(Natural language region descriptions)
········

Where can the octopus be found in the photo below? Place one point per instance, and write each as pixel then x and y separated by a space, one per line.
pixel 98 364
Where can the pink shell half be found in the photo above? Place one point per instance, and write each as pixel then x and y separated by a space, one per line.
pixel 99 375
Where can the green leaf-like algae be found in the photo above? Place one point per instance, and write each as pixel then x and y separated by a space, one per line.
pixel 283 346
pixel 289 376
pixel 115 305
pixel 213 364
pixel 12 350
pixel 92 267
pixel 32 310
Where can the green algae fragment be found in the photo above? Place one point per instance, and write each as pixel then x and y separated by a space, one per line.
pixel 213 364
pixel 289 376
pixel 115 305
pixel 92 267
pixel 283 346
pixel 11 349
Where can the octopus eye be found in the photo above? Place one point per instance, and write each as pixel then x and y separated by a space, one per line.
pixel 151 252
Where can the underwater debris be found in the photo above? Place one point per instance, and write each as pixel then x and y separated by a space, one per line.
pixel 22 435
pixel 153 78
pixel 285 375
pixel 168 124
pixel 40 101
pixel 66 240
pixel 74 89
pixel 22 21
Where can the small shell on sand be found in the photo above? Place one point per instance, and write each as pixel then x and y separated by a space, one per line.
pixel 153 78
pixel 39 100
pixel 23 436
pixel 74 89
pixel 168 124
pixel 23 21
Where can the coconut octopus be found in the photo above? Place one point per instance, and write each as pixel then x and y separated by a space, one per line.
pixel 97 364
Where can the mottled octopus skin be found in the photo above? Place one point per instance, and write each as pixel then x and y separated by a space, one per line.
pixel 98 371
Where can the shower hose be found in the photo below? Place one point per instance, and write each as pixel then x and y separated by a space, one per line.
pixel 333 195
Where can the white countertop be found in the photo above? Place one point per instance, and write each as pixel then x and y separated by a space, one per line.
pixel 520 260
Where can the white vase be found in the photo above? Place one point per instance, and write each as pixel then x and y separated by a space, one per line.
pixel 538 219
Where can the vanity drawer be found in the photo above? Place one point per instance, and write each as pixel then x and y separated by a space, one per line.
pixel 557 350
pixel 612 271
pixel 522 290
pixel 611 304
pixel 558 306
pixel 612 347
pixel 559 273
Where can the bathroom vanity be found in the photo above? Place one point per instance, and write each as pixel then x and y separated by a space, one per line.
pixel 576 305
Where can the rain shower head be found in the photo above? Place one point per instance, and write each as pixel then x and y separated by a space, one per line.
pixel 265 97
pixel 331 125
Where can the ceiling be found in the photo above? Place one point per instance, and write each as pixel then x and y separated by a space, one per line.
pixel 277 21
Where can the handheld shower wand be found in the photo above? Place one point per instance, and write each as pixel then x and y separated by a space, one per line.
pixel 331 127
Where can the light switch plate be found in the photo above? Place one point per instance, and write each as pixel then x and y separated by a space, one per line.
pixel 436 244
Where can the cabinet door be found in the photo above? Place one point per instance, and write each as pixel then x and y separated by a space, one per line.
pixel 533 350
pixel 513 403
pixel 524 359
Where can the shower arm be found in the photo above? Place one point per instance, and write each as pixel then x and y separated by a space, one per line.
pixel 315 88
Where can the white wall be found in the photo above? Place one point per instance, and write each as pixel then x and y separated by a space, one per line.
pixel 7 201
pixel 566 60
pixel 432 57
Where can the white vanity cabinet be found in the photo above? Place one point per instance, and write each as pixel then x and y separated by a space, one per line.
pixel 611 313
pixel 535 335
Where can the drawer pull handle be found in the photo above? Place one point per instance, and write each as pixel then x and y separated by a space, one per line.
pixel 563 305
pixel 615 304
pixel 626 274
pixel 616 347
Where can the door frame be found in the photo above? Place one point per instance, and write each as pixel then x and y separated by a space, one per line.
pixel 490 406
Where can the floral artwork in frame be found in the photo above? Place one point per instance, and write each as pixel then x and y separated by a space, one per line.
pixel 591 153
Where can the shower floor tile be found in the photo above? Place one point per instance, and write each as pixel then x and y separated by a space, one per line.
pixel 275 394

········

◆ **INSTRUCTIONS FOR THE TASK**: Please make the answer a complete, exact reproduction of the records.

◆ **ANSWER SPACE**:
Where can the octopus be found in the photo below? Place one point per instance, and write each as pixel then x and y separated by a space, one per line.
pixel 98 364
Where can the pink shell half be found in the photo above? Place one point per instance, and write each as pixel then x and y separated by a space, one per line.
pixel 99 375
Where can the green leaf-like algae be found in the photo above? Place one point per instance, and write each as pixel then x and y separated by a space, one per line.
pixel 283 346
pixel 289 376
pixel 115 305
pixel 213 364
pixel 12 350
pixel 92 267
pixel 32 310
Where can the green algae fragment be found in the photo above? Place one point per instance, and write each as pixel then x and y separated by a space, one per line.
pixel 213 364
pixel 289 376
pixel 115 305
pixel 92 267
pixel 283 346
pixel 11 349
Where can the octopus eye be found in the photo above? Place one point per instance, and write each as pixel then x and y separated by a space, one per line.
pixel 151 252
Where can the underwater debris be found in the photo above? Place one point per instance, and write each as pixel then x and y separated by a space, one per line.
pixel 22 435
pixel 153 78
pixel 285 375
pixel 168 124
pixel 40 101
pixel 66 240
pixel 74 89
pixel 22 21
Where can the small shell on sand be found in the photo above? Place one point per instance, and write each as pixel then x and y separated by a space, one per line.
pixel 153 78
pixel 39 100
pixel 23 436
pixel 74 89
pixel 168 124
pixel 23 21
Where can the coconut octopus be found in the photo above? Place one point per instance, and write each as pixel then x and y separated by a space, one per line.
pixel 97 364
Where can the mottled octopus skin be found in the photo above? Place one point per instance, and write each as pixel then x and y separated by a space, one per line.
pixel 98 371
Where can the shower hose be found in the photo below? Place one point per instance, and write each as pixel then x and y separated by a space, one per line.
pixel 333 195
Where can the white countertop be found in the photo above? Place one point per instance, and write each as pixel then x and y separated by a space, one per line.
pixel 520 260
Where can the white vase be found in the photo above? Place one point per instance, and write each as pixel then x and y separated by a space, one per line.
pixel 538 219
Where can the vanity drawer be found in the photo above? Place one point per instance, and write each as pixel then x and y separated by a space, one per line.
pixel 557 350
pixel 612 271
pixel 522 290
pixel 611 304
pixel 558 306
pixel 612 347
pixel 559 273
Where can the bathroom vanity be found in the photo above? Place one point per instance, and write each as pixel then x and y separated by a space, one per line.
pixel 576 305
Where can the rain shower head be found in the photo above? Place one point per instance, and write each as pixel then x and y separated by a space, one per line.
pixel 265 97
pixel 331 125
Where can the ceiling be found in the photo above? Place one point per instance, and write each as pixel then x and y separated by a space, one per line.
pixel 277 21
Where can the handheld shower wand be found in the photo above? Place one point per instance, and write each as pixel then x and y separated by a space, one per line.
pixel 331 127
Where can the light switch plate be found in the photo above? Place one point per instance, and write each as pixel then x and y separated by a space, one per line.
pixel 436 244
Where can the cabinet door be found in the photo above? Place one point per instance, and write each as pixel then x and y separated by a space, one per line.
pixel 533 350
pixel 513 403
pixel 524 359
Where can the shower arm be found in the photo above? Place one point per instance, and write each as pixel then x and y separated by a space, one per line.
pixel 315 88
Where can the white wall be found in the photo above? Place one point per instance, and write each as pixel then x and y separated by a space, one per line.
pixel 7 201
pixel 566 60
pixel 432 57
Where can the white vanity cabinet be found in the photo above? Place one point per instance, and write each as pixel then x and y separated by a space, one per line.
pixel 611 313
pixel 535 335
Where can the drawer pull handle be found in the photo above? Place one point per instance, and write each as pixel then x and y separated by a space, one per line.
pixel 563 305
pixel 615 304
pixel 626 274
pixel 616 347
Where can the door frame be found in the photo above? Place one point per instance, and write each as pixel then x and y separated by a space, one per line.
pixel 490 406
Where can the floral artwork in frame be found in the photo above? Place one point per instance, and write each as pixel then x and y separated by a space, one per line.
pixel 591 153
Where can the shower floor tile be found in the photo above? Place one point per instance, and write each as pixel then x and y separated by a space, one per line.
pixel 275 394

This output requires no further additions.